- OBJECTIVE
Present the data once more in exactly its original form.

**** DATA SUPPLIED

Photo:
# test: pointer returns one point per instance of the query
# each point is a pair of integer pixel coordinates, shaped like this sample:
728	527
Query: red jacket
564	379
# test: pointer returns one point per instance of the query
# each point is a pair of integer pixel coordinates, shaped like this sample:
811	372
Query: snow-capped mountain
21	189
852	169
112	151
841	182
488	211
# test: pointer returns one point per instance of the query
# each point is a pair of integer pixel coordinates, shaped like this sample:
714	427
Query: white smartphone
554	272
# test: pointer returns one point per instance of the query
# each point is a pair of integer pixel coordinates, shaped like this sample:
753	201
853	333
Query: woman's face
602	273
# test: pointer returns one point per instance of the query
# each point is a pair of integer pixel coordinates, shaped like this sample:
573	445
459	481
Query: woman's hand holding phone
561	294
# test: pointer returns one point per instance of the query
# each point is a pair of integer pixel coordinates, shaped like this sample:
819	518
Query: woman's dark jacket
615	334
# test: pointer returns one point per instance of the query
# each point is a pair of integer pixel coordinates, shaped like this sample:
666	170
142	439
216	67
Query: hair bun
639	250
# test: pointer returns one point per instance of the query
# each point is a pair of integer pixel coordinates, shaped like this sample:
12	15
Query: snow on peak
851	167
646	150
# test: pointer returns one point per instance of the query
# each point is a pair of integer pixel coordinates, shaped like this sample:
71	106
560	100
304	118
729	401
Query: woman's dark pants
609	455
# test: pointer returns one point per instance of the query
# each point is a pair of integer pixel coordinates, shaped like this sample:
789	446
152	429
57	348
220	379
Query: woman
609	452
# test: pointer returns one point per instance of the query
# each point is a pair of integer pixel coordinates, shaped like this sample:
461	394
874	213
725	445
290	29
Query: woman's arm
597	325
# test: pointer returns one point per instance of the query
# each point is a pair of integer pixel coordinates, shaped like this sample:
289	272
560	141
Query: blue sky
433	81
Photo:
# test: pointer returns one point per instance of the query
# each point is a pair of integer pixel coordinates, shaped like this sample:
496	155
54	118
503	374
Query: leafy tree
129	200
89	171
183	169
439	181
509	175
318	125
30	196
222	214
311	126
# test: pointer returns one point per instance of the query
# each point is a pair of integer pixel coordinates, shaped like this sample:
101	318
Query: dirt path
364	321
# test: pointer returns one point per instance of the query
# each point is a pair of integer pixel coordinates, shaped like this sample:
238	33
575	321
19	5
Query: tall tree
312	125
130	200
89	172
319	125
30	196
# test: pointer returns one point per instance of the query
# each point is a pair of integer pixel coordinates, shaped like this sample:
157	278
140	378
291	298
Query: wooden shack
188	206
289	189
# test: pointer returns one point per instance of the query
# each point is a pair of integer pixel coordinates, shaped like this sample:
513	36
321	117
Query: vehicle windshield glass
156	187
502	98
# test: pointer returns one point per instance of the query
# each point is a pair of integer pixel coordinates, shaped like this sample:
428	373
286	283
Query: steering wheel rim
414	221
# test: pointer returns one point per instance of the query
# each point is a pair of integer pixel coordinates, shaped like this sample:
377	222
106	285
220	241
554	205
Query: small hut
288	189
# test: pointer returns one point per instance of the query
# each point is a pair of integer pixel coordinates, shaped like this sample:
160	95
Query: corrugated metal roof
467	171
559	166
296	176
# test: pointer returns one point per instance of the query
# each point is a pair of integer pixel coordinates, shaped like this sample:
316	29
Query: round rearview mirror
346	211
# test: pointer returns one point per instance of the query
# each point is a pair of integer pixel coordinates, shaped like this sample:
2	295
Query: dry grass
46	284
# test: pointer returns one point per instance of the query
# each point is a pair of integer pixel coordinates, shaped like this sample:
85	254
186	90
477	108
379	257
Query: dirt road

********

- ANSWER FOR THIS EXERCISE
Photo:
# test: pointer returns one point per instance of the query
# each point is a pair of integer pixel coordinates, shaped like this sample:
728	527
Query: red jacket
564	379
# test: pointer returns one point per instance of the query
# each point is a pair of integer pixel coordinates, shaped like this sample:
811	372
Query: snow-capped mountain
21	189
852	169
112	151
841	182
488	211
# test: pointer returns one point per instance of the query
# each point is a pair of integer pixel coordinates, shaped like this sample:
714	427
Query: white smartphone
554	272
# test: pointer returns one point per instance of the query
# each point is a pair of integer pixel coordinates, shaped like this sample:
753	201
853	333
Query: woman's face
602	273
# test: pointer returns one point per instance of the query
# each point is a pair of integer pixel coordinates, shaped like this sample:
573	445
459	481
Query: woman's hand holding phone
561	294
# test: pointer returns one point per instance of the query
# each point is a pair of integer pixel coordinates, shaped like this sample:
819	518
Query: woman's dark jacket
615	334
# test: pointer returns one point per instance of the query
# each point is a pair of integer pixel coordinates, shaped like this sample:
666	170
142	439
216	67
Query: hair bun
639	250
# test: pointer returns one point per instance of the query
# each point is a pair of integer pixel coordinates, shaped like this sample:
12	15
Query: snow on peak
851	167
646	150
# test: pointer returns one point per instance of the query
# each point is a pair of integer pixel coordinates, shaped like this sample:
71	106
560	100
304	118
729	401
Query: woman's dark pants
609	455
# test: pointer returns one point per instance of the query
# each point is a pair of integer pixel coordinates, shaped like this sample:
789	446
152	429
57	348
220	379
Query: woman
609	452
# test: pointer returns one point per instance of the query
# each point is a pair of integer pixel coordinates, shaped like this sample:
461	394
874	213
725	445
290	29
Query: woman's arm
597	325
# test: pointer returns one point per instance of the query
# each point is a pair of integer pixel coordinates, shaped like this sample:
289	272
560	141
Query: blue sky
433	81
Photo:
# test: pointer returns one point per instance of the query
# each point is a pair of integer pixel coordinates, shaped like this sample:
496	155
54	118
503	374
Query: leafy tree
129	200
89	171
183	169
439	181
509	175
318	125
30	196
222	214
311	126
# test: pointer returns one point per instance of the query
# each point is a pair of integer pixel coordinates, shaped like this sample:
101	318
Query: dirt path
364	321
# test: pointer returns one point per instance of the query
# each point is a pair of integer pixel coordinates, shaped like this sample:
238	33
575	321
19	5
Query: tall tree
312	125
130	200
89	172
319	125
30	196
# test: pointer returns one point per instance of the query
# each point is a pair of integer pixel coordinates, shaped like this sample:
157	278
140	378
291	298
Query: wooden shack
188	206
289	189
# test: pointer returns one point per instance of the query
# each point is a pair of integer pixel coordinates, shaped like this sample:
513	36
321	117
Query: vehicle windshield glass
156	187
502	98
# test: pointer returns one point per instance of the query
# each point is a pair of integer pixel coordinates, shaped like this sample:
428	373
286	283
Query: steering wheel rim
414	221
# test: pointer returns one point per instance of the query
# each point is a pair of integer pixel coordinates, shaped like this sample:
377	222
106	285
220	241
554	205
Query: small hut
288	189
# test: pointer returns one point per instance of the query
# each point is a pair of integer pixel coordinates, shaped like this sample:
160	95
Query: corrugated metal roof
467	171
559	166
296	176
# test: pointer returns one point per instance of the query
# each point is a pair of integer pixel coordinates, shaped like this sample:
316	29
Query: round rearview mirror
346	211
# test: pointer returns one point per instance of the query
# each point is a pair of integer pixel coordinates, shaped like this sample:
2	295
Query: dry grass
46	284
# test: pointer returns one point per instance of the query
# each point is a pair of integer pixel coordinates, shaped like this sample:
85	254
186	90
477	108
379	257
Query: dirt road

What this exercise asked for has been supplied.